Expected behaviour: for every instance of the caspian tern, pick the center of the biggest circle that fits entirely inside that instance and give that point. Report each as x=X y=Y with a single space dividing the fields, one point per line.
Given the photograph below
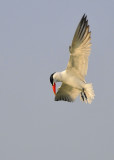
x=73 y=78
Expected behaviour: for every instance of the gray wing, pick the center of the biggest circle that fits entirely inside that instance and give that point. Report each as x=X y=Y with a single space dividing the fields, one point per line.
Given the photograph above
x=80 y=49
x=66 y=93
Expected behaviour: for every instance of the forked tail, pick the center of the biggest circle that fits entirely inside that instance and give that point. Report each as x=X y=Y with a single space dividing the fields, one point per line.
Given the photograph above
x=87 y=94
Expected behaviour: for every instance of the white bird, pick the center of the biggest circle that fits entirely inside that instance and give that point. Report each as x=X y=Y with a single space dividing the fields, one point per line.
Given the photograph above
x=73 y=78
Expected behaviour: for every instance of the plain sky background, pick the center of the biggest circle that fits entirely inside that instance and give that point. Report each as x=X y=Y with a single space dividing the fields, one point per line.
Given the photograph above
x=34 y=40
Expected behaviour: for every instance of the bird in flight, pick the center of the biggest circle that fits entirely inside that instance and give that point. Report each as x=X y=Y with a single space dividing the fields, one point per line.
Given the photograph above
x=73 y=78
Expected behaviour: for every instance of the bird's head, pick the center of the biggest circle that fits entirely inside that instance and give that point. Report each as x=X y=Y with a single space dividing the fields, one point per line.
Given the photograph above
x=53 y=82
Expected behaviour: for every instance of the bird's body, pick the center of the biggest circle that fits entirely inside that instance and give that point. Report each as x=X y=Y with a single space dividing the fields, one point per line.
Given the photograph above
x=69 y=79
x=73 y=78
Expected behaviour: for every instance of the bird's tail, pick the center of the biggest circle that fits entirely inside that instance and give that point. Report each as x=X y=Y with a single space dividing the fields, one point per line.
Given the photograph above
x=87 y=94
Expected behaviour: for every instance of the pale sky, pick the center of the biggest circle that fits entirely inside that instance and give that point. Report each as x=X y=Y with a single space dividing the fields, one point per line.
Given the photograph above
x=34 y=40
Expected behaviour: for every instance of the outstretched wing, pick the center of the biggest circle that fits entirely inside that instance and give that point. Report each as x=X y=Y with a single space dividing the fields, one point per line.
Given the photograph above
x=66 y=93
x=80 y=49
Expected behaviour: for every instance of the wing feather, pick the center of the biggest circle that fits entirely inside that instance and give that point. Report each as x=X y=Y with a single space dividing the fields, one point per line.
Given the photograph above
x=80 y=49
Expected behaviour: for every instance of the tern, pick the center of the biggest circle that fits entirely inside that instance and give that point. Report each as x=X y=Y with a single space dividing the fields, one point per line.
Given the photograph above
x=73 y=78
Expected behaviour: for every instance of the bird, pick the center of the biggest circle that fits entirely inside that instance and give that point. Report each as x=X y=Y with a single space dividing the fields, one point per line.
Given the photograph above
x=73 y=77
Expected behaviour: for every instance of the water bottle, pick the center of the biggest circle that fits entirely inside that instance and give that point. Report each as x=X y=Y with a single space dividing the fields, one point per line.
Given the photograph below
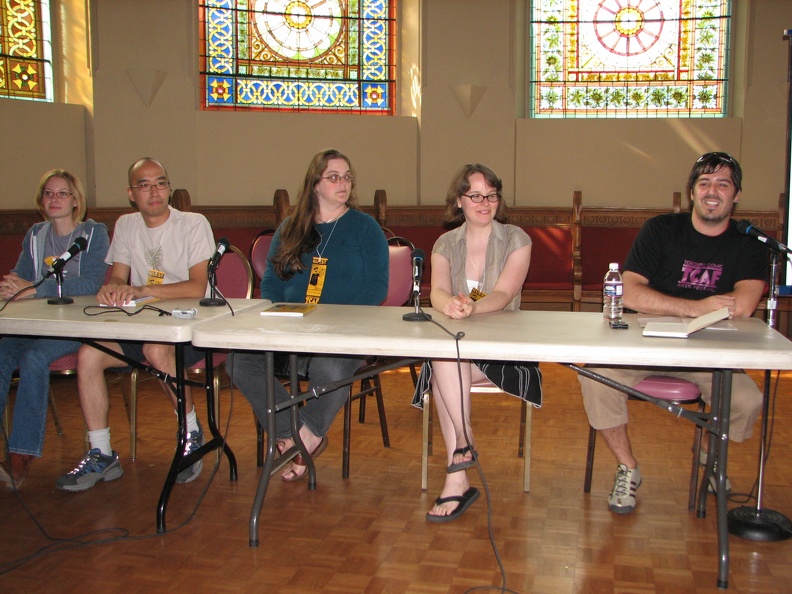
··········
### ANFORDERUNGEN
Stelle sämtliche Zeilen der obigen Einträge als Markdown-Tabelle mit den Spalten „Nr.“ und „Eintragszeile“ dar und lass dabei Leerzeilen weg. Die Bilder gehören nicht in die Antwort.

### ERGEBNIS
| Nr. | Eintragszeile |
|---|---|
| 1 | Expected behaviour: for every instance of the caspian tern, pick the center of the biggest circle that fits entirely inside that instance and give that point. Report each as x=X y=Y with a single space dividing the fields, one point per line. |
| 2 | Given the photograph below |
| 3 | x=73 y=78 |
| 4 | Expected behaviour: for every instance of the gray wing, pick the center of the biggest circle that fits entirely inside that instance and give that point. Report each as x=X y=Y with a single space dividing the fields, one point per line. |
| 5 | Given the photograph above |
| 6 | x=80 y=49 |
| 7 | x=66 y=93 |
| 8 | Expected behaviour: for every instance of the forked tail, pick the center of the biggest circle that fits entirely inside that instance and give that point. Report each as x=X y=Y with a single space dividing the fields, one point per line. |
| 9 | Given the photograph above |
| 10 | x=87 y=94 |
| 11 | Expected behaviour: for every instance of the white bird, pick the center of the biggest circle that fits entirely inside that instance and give that point. Report each as x=X y=Y with a single space dividing the fields, one point per line. |
| 12 | Given the photograph above |
| 13 | x=73 y=78 |
| 14 | Expected behaviour: for every instance of the plain sky background, pick the center of the biggest circle that fits entirely inside that instance and give that point. Report each as x=X y=Y with a single space dividing the fields, one point per line. |
| 15 | Given the photograph above |
| 16 | x=34 y=40 |
| 17 | Expected behaviour: for every instance of the bird in flight, pick the center of the biggest circle that fits entirely inside that instance and give that point. Report each as x=X y=Y with a single space dividing the fields, one point per line. |
| 18 | Given the photograph above |
| 19 | x=73 y=78 |
| 20 | Expected behaviour: for every instance of the bird's head, pick the center of the biggest circle that fits entirely inside that instance and give that point. Report each as x=X y=Y with a single space dividing the fields, one point per line. |
| 21 | Given the photograph above |
| 22 | x=53 y=82 |
| 23 | Expected behaviour: for every instance of the bird's body, pick the center of the biggest circle that fits entirely inside that instance and give that point. Report each as x=X y=Y with a single space dividing the fields, one point per line. |
| 24 | Given the photograph above |
| 25 | x=69 y=79 |
| 26 | x=73 y=78 |
| 27 | Expected behaviour: for every instance of the bird's tail, pick the center of the biggest circle that fits entirely inside that instance and give that point. Report each as x=X y=Y with a single space dividing the fields, one point per line. |
| 28 | Given the photograph above |
| 29 | x=87 y=94 |
| 30 | Expected behaviour: for every instance of the pale sky, pick the center of the biggest circle that fits entirely inside that instance and give that point. Report each as x=X y=Y with a single space dividing the fields, one point per line. |
| 31 | Given the photograph above |
| 32 | x=34 y=40 |
| 33 | Expected behaviour: for every instance of the outstretched wing, pick the center of the biggest circle that fits entirely inside that instance and give that point. Report each as x=X y=Y with a single space dividing the fields, one point per line. |
| 34 | Given the photograph above |
| 35 | x=66 y=93 |
| 36 | x=80 y=49 |
| 37 | Expected behaviour: for every instance of the wing feather, pick the center of the biggest circle that fits entirely inside that instance and give that point. Report each as x=X y=Y with a single space dividing the fields, one point per line. |
| 38 | Given the photograph above |
| 39 | x=80 y=49 |
| 40 | Expected behaviour: for every instance of the tern, pick the center of the biggest circle that fits entirely inside that instance and give that point. Report each as x=X y=Y with a single space dividing the fields, one point per line. |
| 41 | Given the photograph above |
| 42 | x=73 y=78 |
| 43 | Expected behaviour: for every instance of the bird, pick the center of the biggest circle that fits entirely inside that instance and give that point. Report each as x=X y=Y with a single space dividing the fields, one point per line. |
| 44 | Given the photograph above |
| 45 | x=73 y=77 |
| 46 | Expected behaviour: for every instance of the water bottle, pick the center of the biggest circle that fits entirely inside that instance and give that point. Report each as x=X y=Y with a single space dividing the fields, one point per line. |
| 47 | Given the photograph below |